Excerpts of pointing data
****************

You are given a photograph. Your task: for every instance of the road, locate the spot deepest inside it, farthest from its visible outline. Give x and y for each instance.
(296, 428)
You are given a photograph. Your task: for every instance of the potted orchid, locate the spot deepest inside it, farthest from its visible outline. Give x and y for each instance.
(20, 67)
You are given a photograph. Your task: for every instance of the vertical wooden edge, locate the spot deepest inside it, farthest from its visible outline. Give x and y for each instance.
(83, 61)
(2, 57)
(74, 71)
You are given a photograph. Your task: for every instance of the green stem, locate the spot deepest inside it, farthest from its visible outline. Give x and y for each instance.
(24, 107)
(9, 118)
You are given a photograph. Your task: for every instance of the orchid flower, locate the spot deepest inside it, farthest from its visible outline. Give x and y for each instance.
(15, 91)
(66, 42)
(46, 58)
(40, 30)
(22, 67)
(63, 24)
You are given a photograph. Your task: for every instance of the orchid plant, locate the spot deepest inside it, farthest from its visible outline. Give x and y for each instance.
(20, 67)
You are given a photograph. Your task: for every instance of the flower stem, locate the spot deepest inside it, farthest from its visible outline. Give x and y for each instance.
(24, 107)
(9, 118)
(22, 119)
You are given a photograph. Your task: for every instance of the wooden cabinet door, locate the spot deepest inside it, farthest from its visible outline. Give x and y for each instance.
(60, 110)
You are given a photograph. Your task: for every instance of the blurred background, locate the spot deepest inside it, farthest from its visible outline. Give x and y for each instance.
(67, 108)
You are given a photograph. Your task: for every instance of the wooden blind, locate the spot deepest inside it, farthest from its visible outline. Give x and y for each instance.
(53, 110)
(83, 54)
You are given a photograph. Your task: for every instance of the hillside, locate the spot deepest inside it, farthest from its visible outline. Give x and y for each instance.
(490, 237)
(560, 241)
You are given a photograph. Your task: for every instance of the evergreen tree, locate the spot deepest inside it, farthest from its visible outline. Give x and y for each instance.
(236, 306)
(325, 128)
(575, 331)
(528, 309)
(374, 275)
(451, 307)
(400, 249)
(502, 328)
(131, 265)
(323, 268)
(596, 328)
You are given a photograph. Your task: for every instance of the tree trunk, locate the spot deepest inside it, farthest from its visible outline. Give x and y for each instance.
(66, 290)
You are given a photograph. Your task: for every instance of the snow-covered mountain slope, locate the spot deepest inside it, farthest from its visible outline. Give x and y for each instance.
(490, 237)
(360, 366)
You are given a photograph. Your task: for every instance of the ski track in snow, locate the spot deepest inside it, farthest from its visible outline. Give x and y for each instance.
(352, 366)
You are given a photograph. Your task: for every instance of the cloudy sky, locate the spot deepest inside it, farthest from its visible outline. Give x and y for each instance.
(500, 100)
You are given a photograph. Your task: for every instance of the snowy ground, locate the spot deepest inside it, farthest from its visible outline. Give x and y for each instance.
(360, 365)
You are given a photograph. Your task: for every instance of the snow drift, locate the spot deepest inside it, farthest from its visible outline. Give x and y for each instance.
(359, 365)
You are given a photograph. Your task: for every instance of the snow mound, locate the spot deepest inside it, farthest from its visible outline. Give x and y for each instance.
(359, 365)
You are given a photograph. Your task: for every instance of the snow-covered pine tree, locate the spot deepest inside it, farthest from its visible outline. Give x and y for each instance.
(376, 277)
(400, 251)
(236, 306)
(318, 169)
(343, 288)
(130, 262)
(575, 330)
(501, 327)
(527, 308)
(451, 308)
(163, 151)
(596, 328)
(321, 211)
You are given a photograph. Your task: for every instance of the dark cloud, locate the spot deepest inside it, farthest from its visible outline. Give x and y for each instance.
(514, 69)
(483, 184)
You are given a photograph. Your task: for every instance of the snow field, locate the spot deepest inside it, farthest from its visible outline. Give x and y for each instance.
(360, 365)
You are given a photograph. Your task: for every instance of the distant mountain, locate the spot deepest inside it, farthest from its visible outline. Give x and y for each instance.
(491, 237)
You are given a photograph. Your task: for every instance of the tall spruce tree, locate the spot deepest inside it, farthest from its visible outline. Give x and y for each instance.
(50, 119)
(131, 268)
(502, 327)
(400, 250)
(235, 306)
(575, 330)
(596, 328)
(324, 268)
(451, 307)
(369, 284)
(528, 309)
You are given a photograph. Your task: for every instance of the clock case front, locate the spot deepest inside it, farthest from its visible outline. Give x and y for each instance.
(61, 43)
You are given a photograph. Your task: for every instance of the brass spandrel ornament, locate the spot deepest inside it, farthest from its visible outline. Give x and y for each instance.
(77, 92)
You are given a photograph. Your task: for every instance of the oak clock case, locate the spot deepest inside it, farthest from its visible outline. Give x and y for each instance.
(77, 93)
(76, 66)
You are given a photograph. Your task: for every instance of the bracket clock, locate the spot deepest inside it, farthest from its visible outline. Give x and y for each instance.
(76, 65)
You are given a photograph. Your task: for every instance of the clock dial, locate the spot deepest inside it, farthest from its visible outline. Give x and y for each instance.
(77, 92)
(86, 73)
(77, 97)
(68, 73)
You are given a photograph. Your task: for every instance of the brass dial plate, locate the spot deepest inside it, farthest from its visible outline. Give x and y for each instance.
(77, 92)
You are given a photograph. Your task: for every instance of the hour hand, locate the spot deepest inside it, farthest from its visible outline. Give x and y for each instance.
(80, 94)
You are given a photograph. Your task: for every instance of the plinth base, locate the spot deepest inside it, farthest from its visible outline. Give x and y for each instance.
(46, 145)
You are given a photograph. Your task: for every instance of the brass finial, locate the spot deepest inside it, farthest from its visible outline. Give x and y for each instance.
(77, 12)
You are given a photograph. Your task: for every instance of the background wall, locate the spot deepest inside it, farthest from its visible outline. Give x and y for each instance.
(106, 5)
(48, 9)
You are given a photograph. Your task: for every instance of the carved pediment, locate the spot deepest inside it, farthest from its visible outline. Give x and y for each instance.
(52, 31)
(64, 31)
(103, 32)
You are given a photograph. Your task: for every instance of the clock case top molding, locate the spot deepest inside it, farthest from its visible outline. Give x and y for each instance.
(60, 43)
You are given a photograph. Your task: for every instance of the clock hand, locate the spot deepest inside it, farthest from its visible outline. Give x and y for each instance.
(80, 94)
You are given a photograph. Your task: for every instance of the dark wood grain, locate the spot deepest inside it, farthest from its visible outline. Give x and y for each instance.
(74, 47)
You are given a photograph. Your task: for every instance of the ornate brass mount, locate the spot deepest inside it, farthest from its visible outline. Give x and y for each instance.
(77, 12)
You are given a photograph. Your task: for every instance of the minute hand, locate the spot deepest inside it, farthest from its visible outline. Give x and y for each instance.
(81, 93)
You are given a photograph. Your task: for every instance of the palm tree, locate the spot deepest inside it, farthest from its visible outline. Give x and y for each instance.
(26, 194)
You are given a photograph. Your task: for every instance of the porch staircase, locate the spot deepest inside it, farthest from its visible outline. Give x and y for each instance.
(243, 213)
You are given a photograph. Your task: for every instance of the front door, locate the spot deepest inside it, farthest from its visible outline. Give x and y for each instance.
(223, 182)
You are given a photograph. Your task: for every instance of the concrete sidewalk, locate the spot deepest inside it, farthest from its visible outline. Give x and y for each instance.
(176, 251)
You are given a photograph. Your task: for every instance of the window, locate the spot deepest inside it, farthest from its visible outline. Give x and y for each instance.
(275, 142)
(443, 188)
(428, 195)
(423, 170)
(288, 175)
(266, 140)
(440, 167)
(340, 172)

****************

§ **Do this**: Copy out the part of the listing that opens with the line containing "of the concrete" and runs through the end of the listing, with "Give x and y" changed to "Report x and y" and nothing else altered.

§ **Task answer**:
You are given a photograph. Your task: for every instance of the concrete sidewalk, locate the spot deepest inside it, farthest from its visible outline. Report x and y for each instance.
(176, 251)
You are given a photograph. Your task: for every instance of the window, locate the spot deepest inside it, farthest from its visible outline. Report x and y for each instance.
(275, 142)
(443, 188)
(428, 195)
(423, 170)
(288, 175)
(266, 140)
(440, 167)
(340, 172)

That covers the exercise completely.